YOUR TASK.
Select every line below that contains the string "traffic", and copy each one out. Matching is case-sensitive.

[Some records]
[start]

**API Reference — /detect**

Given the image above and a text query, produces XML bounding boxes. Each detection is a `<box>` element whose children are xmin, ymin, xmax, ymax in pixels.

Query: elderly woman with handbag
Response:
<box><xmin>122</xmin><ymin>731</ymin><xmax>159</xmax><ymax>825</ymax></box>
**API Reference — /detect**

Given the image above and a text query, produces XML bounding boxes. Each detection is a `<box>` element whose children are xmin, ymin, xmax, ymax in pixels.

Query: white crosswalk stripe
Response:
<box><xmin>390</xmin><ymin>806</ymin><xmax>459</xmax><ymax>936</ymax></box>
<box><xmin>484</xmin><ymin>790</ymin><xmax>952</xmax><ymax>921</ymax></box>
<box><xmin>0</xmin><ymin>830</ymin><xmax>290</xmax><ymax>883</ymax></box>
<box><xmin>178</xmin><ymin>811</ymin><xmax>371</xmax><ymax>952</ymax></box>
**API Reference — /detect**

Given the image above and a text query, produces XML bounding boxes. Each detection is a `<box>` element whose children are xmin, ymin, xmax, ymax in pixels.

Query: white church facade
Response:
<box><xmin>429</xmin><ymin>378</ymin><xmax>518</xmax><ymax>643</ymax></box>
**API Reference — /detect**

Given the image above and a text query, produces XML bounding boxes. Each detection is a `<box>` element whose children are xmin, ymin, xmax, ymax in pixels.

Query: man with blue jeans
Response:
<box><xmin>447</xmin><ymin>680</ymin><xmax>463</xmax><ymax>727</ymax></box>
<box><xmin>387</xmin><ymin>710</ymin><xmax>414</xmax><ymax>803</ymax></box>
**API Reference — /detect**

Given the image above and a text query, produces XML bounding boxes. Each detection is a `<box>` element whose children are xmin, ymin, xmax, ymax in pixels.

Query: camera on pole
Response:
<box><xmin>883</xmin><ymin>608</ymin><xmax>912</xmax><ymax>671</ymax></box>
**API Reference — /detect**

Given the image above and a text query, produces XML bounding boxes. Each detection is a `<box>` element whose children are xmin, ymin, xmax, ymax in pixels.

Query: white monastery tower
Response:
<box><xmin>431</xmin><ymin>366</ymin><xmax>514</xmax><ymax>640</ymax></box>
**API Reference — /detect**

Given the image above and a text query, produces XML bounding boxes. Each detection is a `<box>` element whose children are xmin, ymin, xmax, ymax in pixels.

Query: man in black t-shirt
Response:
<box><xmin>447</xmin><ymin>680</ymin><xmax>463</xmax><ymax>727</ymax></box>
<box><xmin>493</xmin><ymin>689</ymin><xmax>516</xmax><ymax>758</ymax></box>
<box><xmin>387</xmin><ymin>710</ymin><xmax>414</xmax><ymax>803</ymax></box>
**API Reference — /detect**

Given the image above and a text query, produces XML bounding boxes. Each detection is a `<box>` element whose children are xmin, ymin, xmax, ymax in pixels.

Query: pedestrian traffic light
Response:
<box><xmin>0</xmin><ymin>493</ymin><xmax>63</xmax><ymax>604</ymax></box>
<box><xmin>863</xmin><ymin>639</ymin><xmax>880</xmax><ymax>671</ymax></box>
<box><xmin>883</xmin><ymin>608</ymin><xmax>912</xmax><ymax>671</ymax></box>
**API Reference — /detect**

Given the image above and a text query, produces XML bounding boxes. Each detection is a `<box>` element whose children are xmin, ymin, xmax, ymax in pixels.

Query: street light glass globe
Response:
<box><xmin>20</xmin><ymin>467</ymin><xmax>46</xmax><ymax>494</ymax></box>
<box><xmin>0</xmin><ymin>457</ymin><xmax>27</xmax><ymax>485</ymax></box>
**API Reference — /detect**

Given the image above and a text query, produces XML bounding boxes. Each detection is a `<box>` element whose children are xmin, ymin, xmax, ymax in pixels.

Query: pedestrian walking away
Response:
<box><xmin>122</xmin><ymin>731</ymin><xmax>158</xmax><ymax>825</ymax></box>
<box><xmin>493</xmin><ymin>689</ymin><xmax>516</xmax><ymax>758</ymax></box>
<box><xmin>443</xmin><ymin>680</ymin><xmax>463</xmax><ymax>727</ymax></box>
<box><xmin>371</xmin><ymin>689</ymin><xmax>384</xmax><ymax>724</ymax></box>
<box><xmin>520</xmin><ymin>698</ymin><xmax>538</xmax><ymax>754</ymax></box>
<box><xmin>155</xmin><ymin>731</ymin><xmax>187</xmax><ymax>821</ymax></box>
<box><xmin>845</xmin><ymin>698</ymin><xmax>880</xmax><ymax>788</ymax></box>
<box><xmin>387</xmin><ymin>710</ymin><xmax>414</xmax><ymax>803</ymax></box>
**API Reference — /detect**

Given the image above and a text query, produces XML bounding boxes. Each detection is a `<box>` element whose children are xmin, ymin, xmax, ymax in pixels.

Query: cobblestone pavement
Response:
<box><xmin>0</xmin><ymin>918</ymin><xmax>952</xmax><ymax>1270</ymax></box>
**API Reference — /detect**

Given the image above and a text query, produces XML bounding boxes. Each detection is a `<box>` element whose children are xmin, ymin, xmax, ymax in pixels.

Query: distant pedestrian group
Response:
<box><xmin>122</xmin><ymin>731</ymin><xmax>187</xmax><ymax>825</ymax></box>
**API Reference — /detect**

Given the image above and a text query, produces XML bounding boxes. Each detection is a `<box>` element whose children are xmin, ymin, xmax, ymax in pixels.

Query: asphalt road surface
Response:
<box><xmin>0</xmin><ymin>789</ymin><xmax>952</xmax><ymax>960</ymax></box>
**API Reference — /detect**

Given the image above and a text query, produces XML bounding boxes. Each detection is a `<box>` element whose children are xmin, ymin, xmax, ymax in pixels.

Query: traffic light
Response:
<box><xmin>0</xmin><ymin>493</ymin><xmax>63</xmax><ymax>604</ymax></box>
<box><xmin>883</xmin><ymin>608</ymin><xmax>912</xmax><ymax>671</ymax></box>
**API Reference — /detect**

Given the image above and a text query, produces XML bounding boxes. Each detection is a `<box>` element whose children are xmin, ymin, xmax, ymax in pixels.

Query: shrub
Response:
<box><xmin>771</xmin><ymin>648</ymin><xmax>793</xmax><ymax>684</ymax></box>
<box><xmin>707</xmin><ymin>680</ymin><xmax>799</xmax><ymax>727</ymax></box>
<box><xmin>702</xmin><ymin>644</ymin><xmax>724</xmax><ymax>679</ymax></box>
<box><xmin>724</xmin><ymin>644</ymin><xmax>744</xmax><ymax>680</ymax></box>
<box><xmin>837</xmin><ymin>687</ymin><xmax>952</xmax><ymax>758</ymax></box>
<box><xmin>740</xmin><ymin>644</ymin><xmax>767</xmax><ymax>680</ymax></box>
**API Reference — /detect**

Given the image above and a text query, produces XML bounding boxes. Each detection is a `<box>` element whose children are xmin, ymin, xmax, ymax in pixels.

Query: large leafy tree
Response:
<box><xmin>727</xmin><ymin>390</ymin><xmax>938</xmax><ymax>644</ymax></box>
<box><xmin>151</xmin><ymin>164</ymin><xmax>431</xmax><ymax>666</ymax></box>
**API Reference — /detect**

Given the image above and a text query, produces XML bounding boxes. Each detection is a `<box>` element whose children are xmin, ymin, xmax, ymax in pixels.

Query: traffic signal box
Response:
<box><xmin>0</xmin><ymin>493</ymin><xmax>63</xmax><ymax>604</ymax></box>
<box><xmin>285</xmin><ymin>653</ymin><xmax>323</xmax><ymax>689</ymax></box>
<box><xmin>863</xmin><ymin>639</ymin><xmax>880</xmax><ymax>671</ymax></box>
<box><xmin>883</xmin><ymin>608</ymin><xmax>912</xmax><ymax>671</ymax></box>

[end]

RESPONSE FOR THIS EXERCISE.
Query: pedestrian traffic light
Query: traffic light
Query: traffic signal box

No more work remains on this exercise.